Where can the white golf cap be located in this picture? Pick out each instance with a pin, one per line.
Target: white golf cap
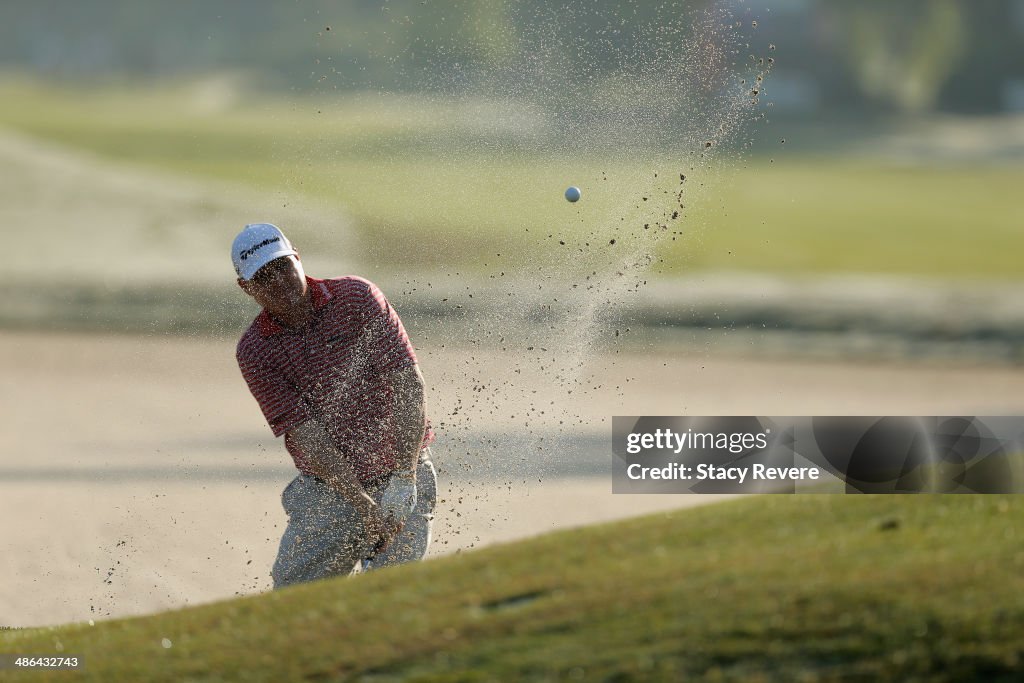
(256, 246)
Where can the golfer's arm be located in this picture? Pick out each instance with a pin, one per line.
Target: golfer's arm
(328, 463)
(410, 413)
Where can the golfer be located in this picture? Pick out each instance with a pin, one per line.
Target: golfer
(334, 372)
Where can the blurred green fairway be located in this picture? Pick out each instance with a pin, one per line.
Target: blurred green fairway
(435, 184)
(773, 588)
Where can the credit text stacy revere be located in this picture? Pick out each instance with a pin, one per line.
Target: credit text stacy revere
(704, 472)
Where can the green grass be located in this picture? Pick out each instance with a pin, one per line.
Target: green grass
(430, 184)
(771, 588)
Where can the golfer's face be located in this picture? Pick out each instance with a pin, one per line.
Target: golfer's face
(280, 284)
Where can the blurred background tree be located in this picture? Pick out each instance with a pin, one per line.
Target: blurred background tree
(870, 55)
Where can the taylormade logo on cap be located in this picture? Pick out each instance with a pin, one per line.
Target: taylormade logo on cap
(252, 250)
(256, 246)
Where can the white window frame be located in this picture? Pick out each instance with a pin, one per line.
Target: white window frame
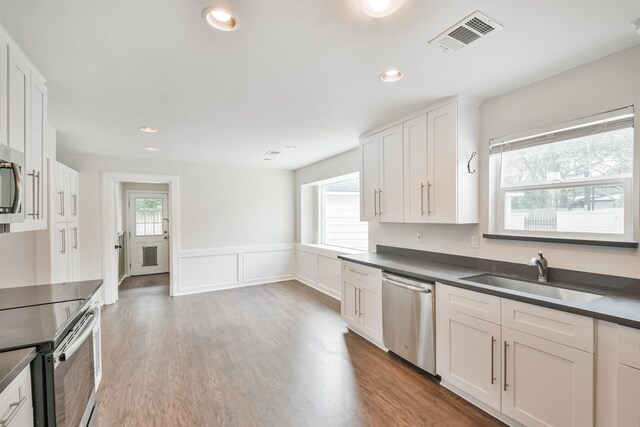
(320, 237)
(498, 191)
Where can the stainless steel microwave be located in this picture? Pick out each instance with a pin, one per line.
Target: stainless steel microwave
(11, 165)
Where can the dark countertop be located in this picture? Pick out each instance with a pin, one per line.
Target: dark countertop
(12, 363)
(25, 296)
(615, 306)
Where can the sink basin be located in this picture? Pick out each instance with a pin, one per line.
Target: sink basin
(534, 288)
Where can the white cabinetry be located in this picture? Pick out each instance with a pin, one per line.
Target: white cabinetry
(362, 300)
(531, 364)
(381, 185)
(67, 235)
(16, 401)
(23, 117)
(424, 178)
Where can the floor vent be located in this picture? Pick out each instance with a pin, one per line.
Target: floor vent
(468, 30)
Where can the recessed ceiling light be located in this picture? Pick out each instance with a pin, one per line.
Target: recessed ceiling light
(379, 8)
(391, 76)
(220, 19)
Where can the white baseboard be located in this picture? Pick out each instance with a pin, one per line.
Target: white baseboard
(318, 287)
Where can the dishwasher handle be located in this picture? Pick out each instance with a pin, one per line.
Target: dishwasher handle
(405, 286)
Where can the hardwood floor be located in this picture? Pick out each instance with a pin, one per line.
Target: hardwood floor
(267, 355)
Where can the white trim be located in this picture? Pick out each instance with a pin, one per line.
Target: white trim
(109, 256)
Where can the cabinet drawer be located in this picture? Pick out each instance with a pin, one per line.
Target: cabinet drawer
(15, 401)
(629, 346)
(475, 304)
(557, 326)
(361, 273)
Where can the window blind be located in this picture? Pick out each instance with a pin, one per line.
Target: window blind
(604, 122)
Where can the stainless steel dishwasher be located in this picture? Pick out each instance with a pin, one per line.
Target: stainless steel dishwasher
(408, 320)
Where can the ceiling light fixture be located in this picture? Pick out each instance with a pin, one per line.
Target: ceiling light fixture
(220, 19)
(391, 76)
(379, 8)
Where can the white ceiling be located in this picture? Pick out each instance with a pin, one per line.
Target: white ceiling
(296, 72)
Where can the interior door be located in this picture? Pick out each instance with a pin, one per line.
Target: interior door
(148, 247)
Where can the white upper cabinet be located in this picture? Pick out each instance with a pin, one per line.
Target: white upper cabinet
(433, 163)
(381, 183)
(3, 90)
(23, 118)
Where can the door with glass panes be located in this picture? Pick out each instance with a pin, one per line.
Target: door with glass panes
(148, 233)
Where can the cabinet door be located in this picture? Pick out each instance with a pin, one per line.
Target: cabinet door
(19, 95)
(415, 169)
(442, 157)
(369, 178)
(35, 152)
(390, 194)
(350, 312)
(546, 383)
(628, 396)
(469, 355)
(3, 90)
(73, 250)
(62, 252)
(370, 305)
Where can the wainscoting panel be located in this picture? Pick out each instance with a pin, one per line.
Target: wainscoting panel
(212, 269)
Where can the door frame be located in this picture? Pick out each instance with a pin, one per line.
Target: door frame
(127, 248)
(109, 237)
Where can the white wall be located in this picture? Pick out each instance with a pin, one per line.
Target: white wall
(607, 84)
(223, 210)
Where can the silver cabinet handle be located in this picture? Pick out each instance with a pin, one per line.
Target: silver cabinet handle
(355, 301)
(39, 198)
(359, 272)
(375, 201)
(33, 194)
(493, 344)
(61, 200)
(505, 366)
(15, 408)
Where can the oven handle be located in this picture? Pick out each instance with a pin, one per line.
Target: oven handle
(80, 339)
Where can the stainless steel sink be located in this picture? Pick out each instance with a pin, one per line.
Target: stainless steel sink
(534, 288)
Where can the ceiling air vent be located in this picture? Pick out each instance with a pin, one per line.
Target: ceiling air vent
(468, 30)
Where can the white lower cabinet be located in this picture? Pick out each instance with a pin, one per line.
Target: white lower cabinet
(470, 356)
(546, 383)
(535, 380)
(361, 305)
(16, 404)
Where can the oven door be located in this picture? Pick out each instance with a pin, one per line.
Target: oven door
(74, 379)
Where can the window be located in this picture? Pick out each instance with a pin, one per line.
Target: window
(148, 216)
(339, 215)
(570, 182)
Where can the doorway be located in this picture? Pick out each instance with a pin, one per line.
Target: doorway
(147, 232)
(159, 197)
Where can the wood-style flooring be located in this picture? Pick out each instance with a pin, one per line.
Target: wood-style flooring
(267, 355)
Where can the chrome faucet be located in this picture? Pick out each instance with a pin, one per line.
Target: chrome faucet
(543, 267)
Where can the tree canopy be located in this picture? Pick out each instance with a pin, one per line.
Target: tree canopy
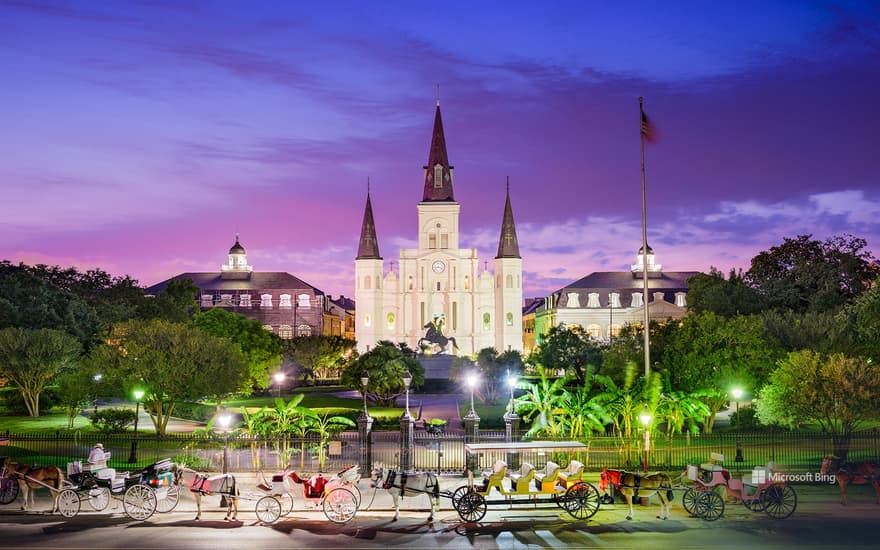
(261, 348)
(31, 358)
(837, 392)
(385, 364)
(805, 274)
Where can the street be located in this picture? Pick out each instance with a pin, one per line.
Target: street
(819, 522)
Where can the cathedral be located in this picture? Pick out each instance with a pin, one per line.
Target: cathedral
(438, 301)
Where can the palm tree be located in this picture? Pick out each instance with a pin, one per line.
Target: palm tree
(544, 405)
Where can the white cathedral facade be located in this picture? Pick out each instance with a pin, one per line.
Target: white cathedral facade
(438, 300)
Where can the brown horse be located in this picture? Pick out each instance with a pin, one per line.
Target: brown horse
(856, 473)
(202, 485)
(36, 477)
(633, 485)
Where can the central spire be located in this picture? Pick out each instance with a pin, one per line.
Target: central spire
(438, 172)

☆ ☆ ☆ ☆ ☆

All the lines above are to be given again exactly as they read, with the pictures removed.

Result below:
Where can the white golf cap be located in this picture? Pick out each instance with a pin, one per line.
Target: white golf cap
(256, 246)
Where can the golfer's arm be located in this picture? Pick out each instance with a pin, one per line.
Target: golfer's arm
(328, 463)
(410, 413)
Where can the golfer be located in this picture? Pick out each instance with a pin, one per line.
Target: golfer
(334, 372)
Where can the blurred green fairway be located in this picture? Pick out each instance with a pin, one per line.
Target: blurred green fairway
(435, 184)
(773, 588)
Where can the credit text stacy revere be located in this picture? Pick out each instance with a pin, one per line.
Target: credit text stacy revere
(704, 472)
Where can the green grass be located in this picture? Pick out each instance with a pin, one per line.
Target: green grass
(430, 184)
(771, 588)
Where can the golfer's face be located in this picture? Pick out each instance with a pin, one per line.
Target: golfer's face
(280, 284)
Where can the blurred background tree be located in this picture? Pick out each instance with a pin, one per line.
Target: blurred background tree
(870, 55)
Where can the taylormade logo on cap be located in this picture? Pick out each instance with a pin, one per line.
Target: taylormade logo on cap
(252, 250)
(256, 246)
Where can the white window frame be located in this picture? Pick out each instance with a pin, one per line.
Target: white window frame
(320, 237)
(498, 191)
Where can the stainless steel microwave be located in this picture? Pick out each instance with a pin, one per line.
Target: stainless steel microwave
(11, 165)
Where can the dark countertop be located in this picture? Pick out each instance with a pin, one per line.
Target: dark countertop
(12, 363)
(25, 296)
(615, 306)
Where can the sink basin be located in this picture? Pick out each instance with a pin, one per line.
Target: sink basin
(534, 288)
Where can the white cabinetry be located in this picture? Pick out each instance with a pin, one per line.
Target: white cabinetry
(362, 300)
(531, 364)
(381, 185)
(67, 235)
(16, 401)
(23, 117)
(424, 178)
Where can the floor vent be located in this picture? Pick out each instance with a pin, one per line.
Target: floor vent
(468, 30)
Where can the recessed ceiling light be located in this picture? Pick out each instance with a pin, one per line.
Target: recessed ceiling light
(379, 8)
(391, 76)
(220, 19)
Where can the white baseboard be located in this picture? Pick out each instance with a pin, one per line.
Target: white baseboard
(318, 287)
Where can the dishwasher handle be located in this picture? Pick out each instance with a pin, one per line.
Target: dishwasher handle
(405, 286)
Where can the hardwood floor be located in this picture? Pick out each instance with a pin, one per line.
Target: hardwood floor
(267, 355)
Where can the white trim be located in this picture? Pick out each instance with a pin, one per line.
Target: white trim
(109, 256)
Where can the cabinet drawer be located in this picture? Pick out each instance with a pin, one per line.
Target: cabinet drawer
(15, 401)
(629, 346)
(475, 304)
(557, 326)
(361, 273)
Where can the window blind be located in this picture? Pick out each instance with a pin, one per line.
Target: window blind
(604, 122)
Where can the stainless steel dishwasher be located in this picture? Pick out each instance with a pin, one per line.
Target: stainless steel dishwasher
(408, 320)
Where can the ceiling light fixture be located in this picture? Pick out each instance with a pin, one per line.
Target: ceiling light fixture
(220, 19)
(391, 76)
(379, 8)
Where can the white ceiling be located in this picture? Pick out each instance with a pin, one per line.
Target: white ceiling
(296, 72)
Where can the interior door be located in this picture? Pick out each instance with a pin, one per line.
Target: interior door
(148, 247)
Where can the white upper cabinet be located in this picture? Pick out each instance with a pin, one per line.
Target: white upper cabinet
(433, 163)
(381, 183)
(3, 90)
(23, 118)
Where can the door with glass panes be located in this picture? Pick out each instance with a pin, one per line.
Target: door with glass panes
(148, 233)
Where can the cabinet door be located in this picture? Pick out each instance with a pin, one per line.
Target: cabinet door
(19, 95)
(415, 169)
(442, 157)
(369, 178)
(35, 152)
(390, 194)
(350, 312)
(546, 383)
(628, 396)
(469, 355)
(3, 90)
(73, 250)
(62, 252)
(370, 305)
Where can the wainscoting panel be located in this picture? Pick out each instance with a pin, one per line.
Target: wainscoting panel
(212, 269)
Where can the door frame be located in this picture? Pick out each instance with a pin, one per line.
Target: door frame
(127, 248)
(109, 237)
Where can the white wall be located in this picture? Pick out each instance with a pin, one per line.
Target: white wall
(607, 84)
(223, 210)
Where can the silver cabinet handle be located in this picture? Pick out each instance with a pin, one per line.
Target: silver cabinet handle
(355, 301)
(39, 198)
(359, 272)
(375, 201)
(33, 194)
(493, 344)
(61, 200)
(505, 366)
(15, 408)
Where can the oven handle be located in this picture? Pick out each instance with a pin, one per line.
Target: oven handle
(80, 339)
Where can the stainless steel sink be located in this picture? Pick out each instance with a pin, one per line.
Target: stainless steel sink
(534, 288)
Where can the ceiling air vent be located in this picture? Pick out each instance with a pin, one per line.
Target: ceiling air vent
(468, 30)
Where can the white lower cabinet be located in this picture? Pick out each instance with a pin, one per line.
Target: white lower cabinet
(470, 356)
(546, 383)
(535, 380)
(361, 305)
(16, 404)
Where can the oven door be located in this picture? Pick out each instance with a pin, one per line.
Target: oven door
(74, 379)
Where can the window be located in this picture? Pick out each instance with a pin, one per line.
Target: window
(148, 216)
(339, 215)
(570, 182)
Where can the doorway be located in this picture? Pick out each instance with a pin, one per line.
Target: doorway
(147, 232)
(159, 197)
Where can the wood-style flooring be located in this picture? Pick out each instance with a pin, one per line.
Target: wood-style flooring
(267, 355)
Where can the chrome faucet be located in this picture? Pick out each instance with a pin, one per line.
Target: chrome faucet
(543, 267)
Where can the tree canopy be located in this picture? Pick out each instance with a pin, one per line.
Target: tree canopy
(261, 348)
(31, 358)
(837, 392)
(385, 364)
(805, 274)
Where can the street be located in this picture? Pick out each instance with a pin, one per line.
Target: street
(819, 522)
Where can the cathedral be located in this picture? Pick out each instance with a pin, one per line.
Target: cathedral
(438, 301)
Where can the palm tree be located in this picture? Pick out each instance with a pin, one per line.
Target: palm tree
(544, 405)
Where can the white cathedral facade be located in this picture? Pick out each instance with a pin, one per line.
Target: white cathedral facade
(438, 300)
Where can the brown horse be located in this picture? Pick out each instance with a pin, one per line.
Target: brown horse
(856, 473)
(202, 485)
(36, 477)
(633, 485)
Where can the central spire be located in this picture? Pick out each instance with a pin, one per line.
Target: central spire
(438, 172)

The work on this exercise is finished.